Copy each of the following items word for word.
* START *
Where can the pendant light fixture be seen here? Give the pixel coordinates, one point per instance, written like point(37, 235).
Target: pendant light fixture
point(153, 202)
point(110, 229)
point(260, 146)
* END *
◆ Problem solution
Where can the pendant light fixture be seen here? Give the pixel coordinates, one point per instance, written like point(37, 235).
Target: pendant light fixture
point(153, 202)
point(110, 229)
point(260, 146)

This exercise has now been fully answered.